Required task:
Please rescale the lines starting with the line that contains "TARGET = pale green lichen" and going on through the line that contains "[(188, 104), (163, 106), (114, 87), (173, 128)]", writing out every one of them again and changing only the coordinates in the answers. Multiply each coordinate by 0.35 and round it to a whole number, with halves going up.

[Records of labeled points]
(begin)

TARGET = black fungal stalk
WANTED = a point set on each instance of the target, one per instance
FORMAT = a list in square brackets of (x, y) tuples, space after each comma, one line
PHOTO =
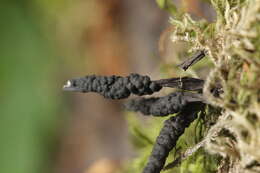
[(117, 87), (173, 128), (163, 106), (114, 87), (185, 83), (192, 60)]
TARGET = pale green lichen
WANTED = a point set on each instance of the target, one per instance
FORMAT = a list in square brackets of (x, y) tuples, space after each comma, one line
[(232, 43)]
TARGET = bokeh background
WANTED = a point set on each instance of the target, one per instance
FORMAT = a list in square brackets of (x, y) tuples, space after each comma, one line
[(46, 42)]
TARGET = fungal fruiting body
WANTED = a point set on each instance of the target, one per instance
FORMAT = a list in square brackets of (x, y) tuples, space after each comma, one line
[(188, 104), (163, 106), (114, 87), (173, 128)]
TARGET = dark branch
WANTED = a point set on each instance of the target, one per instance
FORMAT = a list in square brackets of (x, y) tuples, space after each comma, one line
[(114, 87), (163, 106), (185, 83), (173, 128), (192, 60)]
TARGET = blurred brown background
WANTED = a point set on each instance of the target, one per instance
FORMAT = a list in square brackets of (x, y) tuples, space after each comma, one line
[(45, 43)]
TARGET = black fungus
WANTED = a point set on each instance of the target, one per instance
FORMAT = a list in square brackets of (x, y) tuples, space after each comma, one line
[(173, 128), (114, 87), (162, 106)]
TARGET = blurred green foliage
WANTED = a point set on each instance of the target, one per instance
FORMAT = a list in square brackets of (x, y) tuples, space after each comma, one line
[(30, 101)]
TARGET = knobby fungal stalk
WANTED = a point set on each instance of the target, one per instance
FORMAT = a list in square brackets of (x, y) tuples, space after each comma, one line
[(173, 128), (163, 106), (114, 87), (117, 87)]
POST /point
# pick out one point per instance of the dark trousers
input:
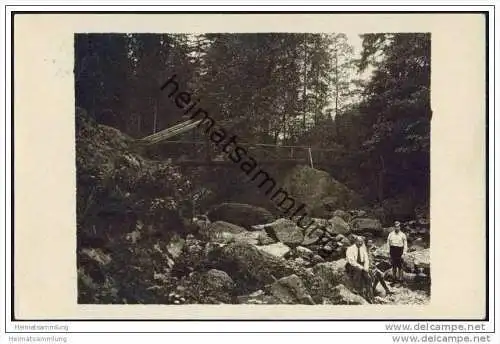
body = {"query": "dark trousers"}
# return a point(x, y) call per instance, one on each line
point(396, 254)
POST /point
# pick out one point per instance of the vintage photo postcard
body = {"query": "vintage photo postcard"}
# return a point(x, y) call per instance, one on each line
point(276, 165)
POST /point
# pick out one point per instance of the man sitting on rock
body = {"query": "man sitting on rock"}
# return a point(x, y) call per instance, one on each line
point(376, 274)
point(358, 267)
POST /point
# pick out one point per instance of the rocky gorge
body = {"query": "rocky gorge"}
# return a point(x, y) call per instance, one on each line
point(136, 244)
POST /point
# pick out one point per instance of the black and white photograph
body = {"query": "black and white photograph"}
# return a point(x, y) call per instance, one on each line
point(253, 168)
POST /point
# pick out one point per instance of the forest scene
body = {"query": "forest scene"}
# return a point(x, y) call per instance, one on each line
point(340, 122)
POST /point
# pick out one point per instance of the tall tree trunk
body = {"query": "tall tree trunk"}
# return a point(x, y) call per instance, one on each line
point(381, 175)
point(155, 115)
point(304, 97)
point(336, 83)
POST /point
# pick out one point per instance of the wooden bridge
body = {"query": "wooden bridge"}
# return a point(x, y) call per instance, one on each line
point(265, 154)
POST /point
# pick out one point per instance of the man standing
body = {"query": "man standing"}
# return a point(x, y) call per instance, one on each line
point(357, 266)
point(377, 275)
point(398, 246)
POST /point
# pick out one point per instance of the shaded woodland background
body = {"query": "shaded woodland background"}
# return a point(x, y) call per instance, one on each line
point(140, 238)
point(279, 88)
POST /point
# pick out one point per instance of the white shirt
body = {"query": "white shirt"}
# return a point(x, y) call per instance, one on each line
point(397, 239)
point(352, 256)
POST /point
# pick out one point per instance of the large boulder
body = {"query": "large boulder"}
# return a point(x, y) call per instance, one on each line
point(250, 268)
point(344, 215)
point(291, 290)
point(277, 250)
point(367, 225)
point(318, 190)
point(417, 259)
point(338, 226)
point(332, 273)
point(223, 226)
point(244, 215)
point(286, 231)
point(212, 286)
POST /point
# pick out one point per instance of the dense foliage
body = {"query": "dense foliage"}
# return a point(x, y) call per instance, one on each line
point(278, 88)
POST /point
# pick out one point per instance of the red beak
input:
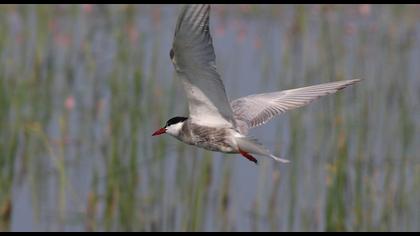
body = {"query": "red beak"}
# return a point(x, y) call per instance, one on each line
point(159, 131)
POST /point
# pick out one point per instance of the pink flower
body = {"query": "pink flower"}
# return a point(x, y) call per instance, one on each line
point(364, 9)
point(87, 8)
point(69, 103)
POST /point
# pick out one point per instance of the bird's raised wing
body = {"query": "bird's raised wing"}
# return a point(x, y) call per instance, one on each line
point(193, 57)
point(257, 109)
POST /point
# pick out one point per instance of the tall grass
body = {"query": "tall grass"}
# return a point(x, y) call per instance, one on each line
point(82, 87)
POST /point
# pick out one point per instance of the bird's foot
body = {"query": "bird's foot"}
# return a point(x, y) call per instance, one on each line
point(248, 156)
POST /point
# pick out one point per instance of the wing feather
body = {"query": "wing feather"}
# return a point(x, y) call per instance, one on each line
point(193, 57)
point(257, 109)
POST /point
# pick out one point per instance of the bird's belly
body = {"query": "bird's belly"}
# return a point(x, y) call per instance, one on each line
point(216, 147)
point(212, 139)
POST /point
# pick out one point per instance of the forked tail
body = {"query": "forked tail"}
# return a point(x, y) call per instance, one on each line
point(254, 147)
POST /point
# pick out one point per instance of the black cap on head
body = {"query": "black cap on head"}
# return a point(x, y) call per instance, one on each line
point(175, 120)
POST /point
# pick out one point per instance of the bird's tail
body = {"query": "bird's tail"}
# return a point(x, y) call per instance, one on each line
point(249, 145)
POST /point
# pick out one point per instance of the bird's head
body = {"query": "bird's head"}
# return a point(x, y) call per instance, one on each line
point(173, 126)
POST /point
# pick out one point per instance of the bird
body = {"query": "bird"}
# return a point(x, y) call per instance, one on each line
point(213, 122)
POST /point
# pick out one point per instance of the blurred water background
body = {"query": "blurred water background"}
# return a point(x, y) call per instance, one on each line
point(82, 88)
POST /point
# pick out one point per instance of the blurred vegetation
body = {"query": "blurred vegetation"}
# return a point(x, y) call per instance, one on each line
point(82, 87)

(end)
(begin)

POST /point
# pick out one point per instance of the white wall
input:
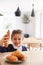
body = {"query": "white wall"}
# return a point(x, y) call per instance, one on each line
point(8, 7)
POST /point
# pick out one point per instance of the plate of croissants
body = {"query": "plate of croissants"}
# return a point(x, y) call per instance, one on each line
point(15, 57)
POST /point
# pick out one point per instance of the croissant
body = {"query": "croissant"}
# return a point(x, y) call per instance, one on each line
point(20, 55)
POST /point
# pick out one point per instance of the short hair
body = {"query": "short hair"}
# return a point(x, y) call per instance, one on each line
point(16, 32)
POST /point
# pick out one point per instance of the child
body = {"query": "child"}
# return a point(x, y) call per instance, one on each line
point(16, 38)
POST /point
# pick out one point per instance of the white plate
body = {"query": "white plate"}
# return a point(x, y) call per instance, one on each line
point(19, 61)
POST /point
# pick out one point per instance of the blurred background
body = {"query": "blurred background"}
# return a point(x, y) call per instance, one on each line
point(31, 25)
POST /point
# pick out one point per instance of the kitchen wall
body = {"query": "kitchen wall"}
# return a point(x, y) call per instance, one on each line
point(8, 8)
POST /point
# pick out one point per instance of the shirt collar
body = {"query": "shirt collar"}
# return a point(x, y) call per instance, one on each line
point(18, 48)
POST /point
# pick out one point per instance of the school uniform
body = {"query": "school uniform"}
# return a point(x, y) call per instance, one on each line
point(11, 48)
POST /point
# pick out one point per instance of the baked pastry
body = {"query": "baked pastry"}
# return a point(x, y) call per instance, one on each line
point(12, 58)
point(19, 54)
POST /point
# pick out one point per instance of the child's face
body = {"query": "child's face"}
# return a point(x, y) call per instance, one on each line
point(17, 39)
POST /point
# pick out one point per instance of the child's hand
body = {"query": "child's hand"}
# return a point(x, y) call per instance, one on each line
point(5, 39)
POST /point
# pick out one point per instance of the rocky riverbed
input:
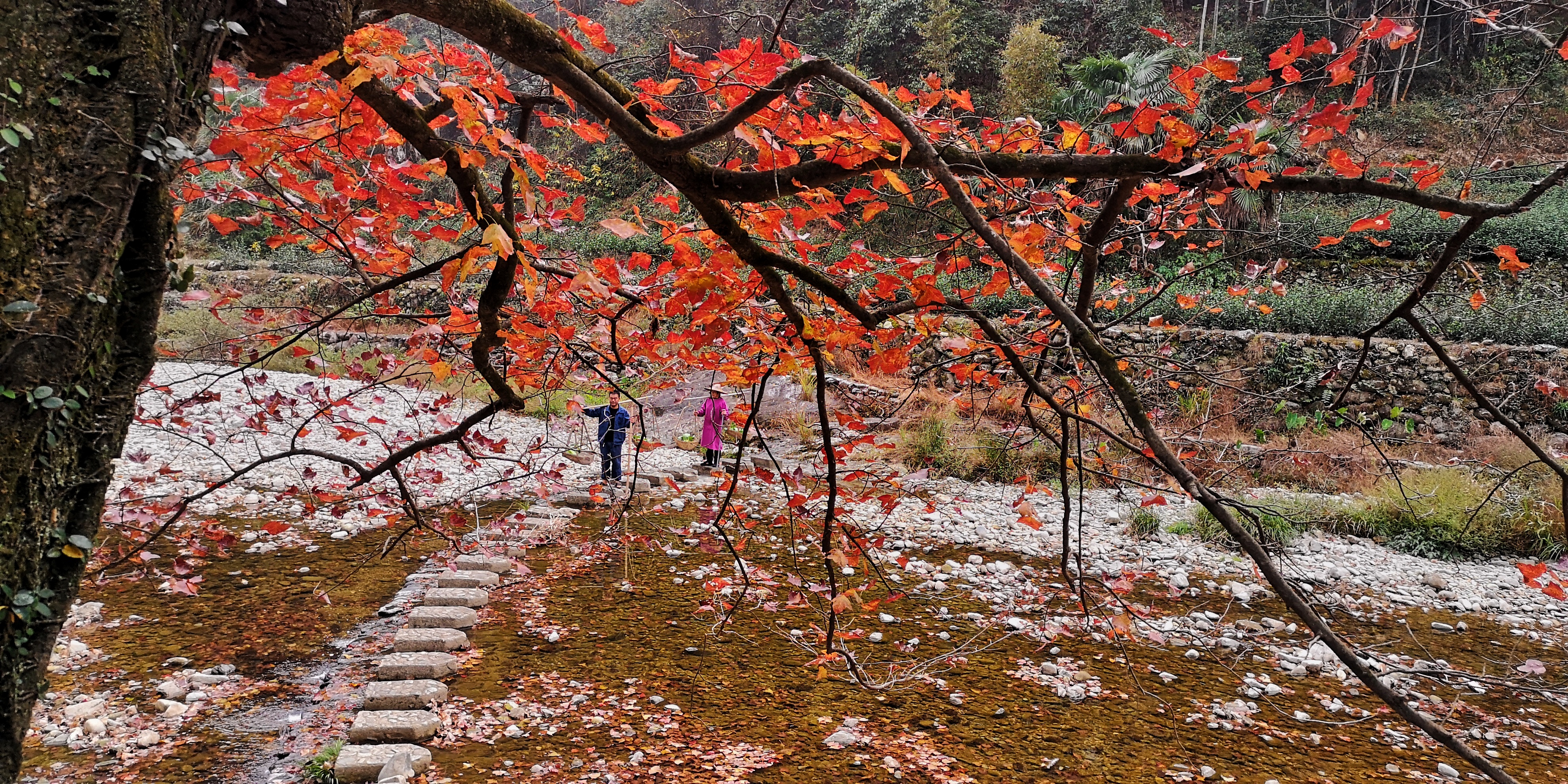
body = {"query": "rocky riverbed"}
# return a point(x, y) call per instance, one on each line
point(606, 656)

(end)

Exercise response:
TARGET = pale green lichen
WANTED = a point set on each instance of the target, one per instance
FORMAT = a list in square brackets of (x, y) tuples, space after each comma, one line
[(81, 15)]
TARGET = bokeh background
WANTED = a point set on each instance of the target, one per instance
FORMAT = a list in square brackets of (x, y) tuples, space after each comma, one line
[(16, 15)]
TARGET = fungal fruiting body
WANTED = a point set on each instance of the target, one per instance
FORMAT = a list in square brackets of (x, y) tuples, space after each comma, one line
[(66, 36), (57, 37), (40, 30), (61, 45)]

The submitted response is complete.